───── Information shown ─────

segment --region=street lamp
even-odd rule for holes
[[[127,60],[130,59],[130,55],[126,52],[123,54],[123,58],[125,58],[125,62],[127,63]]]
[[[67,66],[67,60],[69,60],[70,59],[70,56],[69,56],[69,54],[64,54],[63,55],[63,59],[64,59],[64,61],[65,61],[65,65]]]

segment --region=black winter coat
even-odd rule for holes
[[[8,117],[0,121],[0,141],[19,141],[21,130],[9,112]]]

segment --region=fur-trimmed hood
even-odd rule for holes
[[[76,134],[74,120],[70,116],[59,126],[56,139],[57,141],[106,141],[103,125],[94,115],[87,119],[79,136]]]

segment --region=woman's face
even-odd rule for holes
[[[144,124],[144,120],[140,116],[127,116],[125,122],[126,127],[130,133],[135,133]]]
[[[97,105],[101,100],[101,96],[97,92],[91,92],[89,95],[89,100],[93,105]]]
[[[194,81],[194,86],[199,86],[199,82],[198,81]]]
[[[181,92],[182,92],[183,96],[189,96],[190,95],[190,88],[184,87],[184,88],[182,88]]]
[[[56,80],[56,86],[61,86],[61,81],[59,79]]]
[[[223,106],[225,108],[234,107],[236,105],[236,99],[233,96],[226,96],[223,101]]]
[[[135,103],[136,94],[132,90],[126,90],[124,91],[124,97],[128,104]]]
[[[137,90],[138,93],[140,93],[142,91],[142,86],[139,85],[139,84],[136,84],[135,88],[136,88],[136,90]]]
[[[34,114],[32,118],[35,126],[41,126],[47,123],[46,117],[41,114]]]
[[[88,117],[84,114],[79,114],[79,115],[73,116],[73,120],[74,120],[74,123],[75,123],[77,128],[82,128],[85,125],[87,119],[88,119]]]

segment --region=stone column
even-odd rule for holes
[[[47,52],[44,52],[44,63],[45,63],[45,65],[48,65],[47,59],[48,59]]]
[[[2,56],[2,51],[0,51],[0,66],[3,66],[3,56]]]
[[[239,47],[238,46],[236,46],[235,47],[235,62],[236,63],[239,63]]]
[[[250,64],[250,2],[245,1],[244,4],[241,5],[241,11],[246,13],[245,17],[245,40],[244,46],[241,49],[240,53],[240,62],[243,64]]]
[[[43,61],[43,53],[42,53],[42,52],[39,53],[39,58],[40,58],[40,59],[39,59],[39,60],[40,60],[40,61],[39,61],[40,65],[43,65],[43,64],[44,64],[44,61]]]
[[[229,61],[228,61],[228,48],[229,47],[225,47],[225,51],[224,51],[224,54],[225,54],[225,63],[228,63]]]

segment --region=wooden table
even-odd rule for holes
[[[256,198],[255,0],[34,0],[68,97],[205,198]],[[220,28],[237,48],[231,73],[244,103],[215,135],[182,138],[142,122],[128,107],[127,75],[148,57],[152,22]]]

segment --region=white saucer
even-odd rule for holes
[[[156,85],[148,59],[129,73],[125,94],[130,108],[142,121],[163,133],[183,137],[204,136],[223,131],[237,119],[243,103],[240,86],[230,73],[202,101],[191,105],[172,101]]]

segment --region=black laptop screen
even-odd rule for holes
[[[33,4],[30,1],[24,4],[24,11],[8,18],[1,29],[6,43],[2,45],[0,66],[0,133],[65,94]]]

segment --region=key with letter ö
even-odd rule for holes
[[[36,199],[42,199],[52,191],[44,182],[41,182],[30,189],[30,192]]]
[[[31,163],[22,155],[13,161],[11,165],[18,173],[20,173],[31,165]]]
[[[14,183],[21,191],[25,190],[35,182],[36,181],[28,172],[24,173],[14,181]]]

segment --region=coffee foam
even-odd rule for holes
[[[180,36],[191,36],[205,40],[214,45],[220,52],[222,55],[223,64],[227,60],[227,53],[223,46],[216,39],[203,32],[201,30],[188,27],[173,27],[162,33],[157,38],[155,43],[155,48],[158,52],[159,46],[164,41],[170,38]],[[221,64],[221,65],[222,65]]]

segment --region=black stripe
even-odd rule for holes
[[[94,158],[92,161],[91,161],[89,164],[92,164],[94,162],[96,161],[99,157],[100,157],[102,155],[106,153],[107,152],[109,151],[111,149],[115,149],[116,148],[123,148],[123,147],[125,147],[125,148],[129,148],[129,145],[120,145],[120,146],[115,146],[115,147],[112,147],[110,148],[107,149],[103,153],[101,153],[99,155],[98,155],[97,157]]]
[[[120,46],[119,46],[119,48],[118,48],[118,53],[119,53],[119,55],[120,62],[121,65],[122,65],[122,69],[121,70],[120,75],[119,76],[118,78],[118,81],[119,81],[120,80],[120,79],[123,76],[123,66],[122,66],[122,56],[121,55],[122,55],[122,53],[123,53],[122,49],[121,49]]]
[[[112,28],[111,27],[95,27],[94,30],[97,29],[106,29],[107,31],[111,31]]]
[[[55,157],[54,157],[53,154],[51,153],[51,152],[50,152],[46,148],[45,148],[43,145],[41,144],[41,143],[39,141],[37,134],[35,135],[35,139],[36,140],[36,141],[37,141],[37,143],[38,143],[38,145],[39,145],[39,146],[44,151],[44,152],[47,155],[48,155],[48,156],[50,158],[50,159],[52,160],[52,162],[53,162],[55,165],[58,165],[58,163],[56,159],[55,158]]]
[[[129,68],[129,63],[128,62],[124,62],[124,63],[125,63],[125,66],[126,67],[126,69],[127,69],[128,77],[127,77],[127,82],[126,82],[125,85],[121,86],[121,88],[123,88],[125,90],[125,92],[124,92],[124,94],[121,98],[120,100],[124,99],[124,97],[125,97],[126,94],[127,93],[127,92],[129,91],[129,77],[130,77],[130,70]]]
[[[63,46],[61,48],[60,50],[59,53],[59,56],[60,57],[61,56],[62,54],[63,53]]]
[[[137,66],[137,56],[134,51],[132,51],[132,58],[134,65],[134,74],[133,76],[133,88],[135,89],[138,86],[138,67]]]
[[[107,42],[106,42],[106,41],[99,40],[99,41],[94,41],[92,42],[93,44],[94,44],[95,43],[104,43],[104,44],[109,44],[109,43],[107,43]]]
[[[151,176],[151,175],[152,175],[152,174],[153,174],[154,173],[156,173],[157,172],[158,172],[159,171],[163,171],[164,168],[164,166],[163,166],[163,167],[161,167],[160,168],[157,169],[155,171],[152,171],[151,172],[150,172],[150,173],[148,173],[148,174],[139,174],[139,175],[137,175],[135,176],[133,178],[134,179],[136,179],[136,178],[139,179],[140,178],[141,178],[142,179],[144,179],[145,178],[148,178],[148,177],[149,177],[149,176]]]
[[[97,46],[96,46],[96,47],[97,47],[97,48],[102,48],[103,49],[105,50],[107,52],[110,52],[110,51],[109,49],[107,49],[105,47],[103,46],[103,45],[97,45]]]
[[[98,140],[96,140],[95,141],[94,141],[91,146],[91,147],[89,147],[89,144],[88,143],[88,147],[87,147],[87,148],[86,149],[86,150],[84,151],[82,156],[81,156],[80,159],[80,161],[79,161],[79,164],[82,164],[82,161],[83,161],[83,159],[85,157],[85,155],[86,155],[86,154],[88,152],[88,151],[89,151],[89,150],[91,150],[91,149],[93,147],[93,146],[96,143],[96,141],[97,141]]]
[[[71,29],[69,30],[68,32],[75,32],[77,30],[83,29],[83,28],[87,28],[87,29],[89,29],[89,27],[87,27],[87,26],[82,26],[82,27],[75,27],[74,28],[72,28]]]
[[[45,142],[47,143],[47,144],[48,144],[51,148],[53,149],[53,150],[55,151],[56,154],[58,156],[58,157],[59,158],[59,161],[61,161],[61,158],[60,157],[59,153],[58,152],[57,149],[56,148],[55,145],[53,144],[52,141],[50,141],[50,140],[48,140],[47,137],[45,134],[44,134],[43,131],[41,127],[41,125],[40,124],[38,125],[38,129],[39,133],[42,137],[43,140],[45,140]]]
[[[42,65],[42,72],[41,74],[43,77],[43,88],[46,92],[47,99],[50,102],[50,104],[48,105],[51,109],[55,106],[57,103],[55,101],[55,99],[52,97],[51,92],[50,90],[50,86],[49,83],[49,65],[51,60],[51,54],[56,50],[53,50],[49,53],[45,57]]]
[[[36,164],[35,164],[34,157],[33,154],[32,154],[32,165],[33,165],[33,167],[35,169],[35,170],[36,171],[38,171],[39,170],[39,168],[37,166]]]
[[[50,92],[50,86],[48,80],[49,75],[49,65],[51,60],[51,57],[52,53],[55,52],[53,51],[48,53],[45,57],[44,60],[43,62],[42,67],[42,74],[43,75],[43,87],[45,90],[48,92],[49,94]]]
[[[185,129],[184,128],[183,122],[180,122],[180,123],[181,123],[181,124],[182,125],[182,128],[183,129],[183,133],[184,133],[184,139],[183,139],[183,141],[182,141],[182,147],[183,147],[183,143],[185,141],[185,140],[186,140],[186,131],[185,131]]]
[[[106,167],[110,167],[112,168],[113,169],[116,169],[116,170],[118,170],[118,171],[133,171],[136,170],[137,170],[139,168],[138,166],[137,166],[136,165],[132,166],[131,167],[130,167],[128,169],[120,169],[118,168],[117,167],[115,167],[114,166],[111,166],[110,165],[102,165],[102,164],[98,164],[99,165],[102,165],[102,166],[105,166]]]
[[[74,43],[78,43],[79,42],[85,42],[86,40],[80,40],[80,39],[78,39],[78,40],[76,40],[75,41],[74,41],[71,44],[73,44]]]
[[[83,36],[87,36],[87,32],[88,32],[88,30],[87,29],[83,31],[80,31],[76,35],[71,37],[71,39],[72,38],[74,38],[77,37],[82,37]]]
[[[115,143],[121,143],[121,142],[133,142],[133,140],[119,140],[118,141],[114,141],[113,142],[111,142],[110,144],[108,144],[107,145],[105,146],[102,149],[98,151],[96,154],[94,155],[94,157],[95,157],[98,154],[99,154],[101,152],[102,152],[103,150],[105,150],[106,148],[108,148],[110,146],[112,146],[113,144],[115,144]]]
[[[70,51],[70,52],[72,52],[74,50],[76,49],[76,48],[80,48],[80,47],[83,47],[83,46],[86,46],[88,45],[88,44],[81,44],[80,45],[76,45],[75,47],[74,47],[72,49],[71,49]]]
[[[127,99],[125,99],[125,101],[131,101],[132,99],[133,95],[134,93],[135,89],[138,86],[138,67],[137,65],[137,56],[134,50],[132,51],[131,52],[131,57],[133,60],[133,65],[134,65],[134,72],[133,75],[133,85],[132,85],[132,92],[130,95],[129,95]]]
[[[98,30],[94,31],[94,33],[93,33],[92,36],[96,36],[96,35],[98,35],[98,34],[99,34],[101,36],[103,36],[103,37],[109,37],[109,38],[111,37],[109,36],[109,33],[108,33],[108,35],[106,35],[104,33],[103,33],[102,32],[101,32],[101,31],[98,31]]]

─────

— Goal —
Filter the listing above and copy every line that contains the string "segment".

— Task result —
segment --region=street lamp
segment --region=black winter coat
segment --region=fur-trimmed hood
segment --region=woman's face
segment --region=stone column
segment --region=wooden table
segment --region=white saucer
segment --region=black laptop screen
segment --region=key with letter ö
segment --region=coffee foam
segment --region=black stripe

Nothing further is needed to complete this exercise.